▶ RECORDS PROVIDED
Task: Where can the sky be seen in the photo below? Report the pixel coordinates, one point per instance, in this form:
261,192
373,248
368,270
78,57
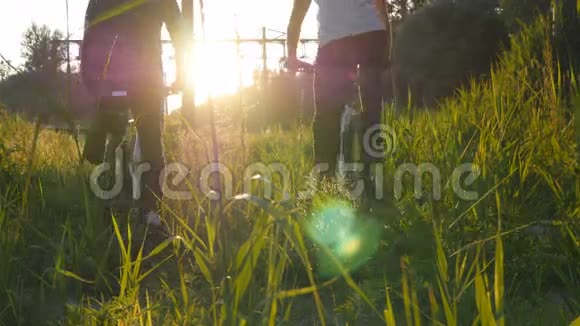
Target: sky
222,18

* * *

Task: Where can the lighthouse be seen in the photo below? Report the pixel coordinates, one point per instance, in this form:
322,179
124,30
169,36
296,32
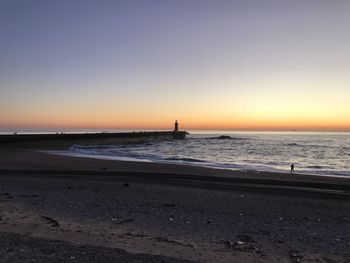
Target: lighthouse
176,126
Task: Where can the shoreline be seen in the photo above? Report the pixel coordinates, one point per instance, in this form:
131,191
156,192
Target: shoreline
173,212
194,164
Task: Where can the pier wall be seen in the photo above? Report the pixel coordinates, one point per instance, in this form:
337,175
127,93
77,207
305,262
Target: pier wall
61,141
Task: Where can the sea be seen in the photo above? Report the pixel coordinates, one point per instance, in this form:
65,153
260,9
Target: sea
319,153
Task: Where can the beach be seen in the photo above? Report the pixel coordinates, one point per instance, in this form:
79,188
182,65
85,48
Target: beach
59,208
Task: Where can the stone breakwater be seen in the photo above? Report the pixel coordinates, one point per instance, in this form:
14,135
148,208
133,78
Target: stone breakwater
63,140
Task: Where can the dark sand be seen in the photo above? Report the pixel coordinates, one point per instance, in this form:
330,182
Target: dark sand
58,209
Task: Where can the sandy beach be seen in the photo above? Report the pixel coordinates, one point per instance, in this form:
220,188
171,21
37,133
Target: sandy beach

▶ TASK PROMPT
Rewrite the part of the records that opens with the line containing "Task: Where can the sandy" and closes with the line containing "Target: sandy beach" as a numbered list, one line per item, with any blank lines left out.

▶ RESULT
1. Task: Where can the sandy beach be seen in the photo above? Report the pixel coordinates, one point per instance, in this form:
2. 220,188
3. 171,21
4. 37,133
5. Target: sandy beach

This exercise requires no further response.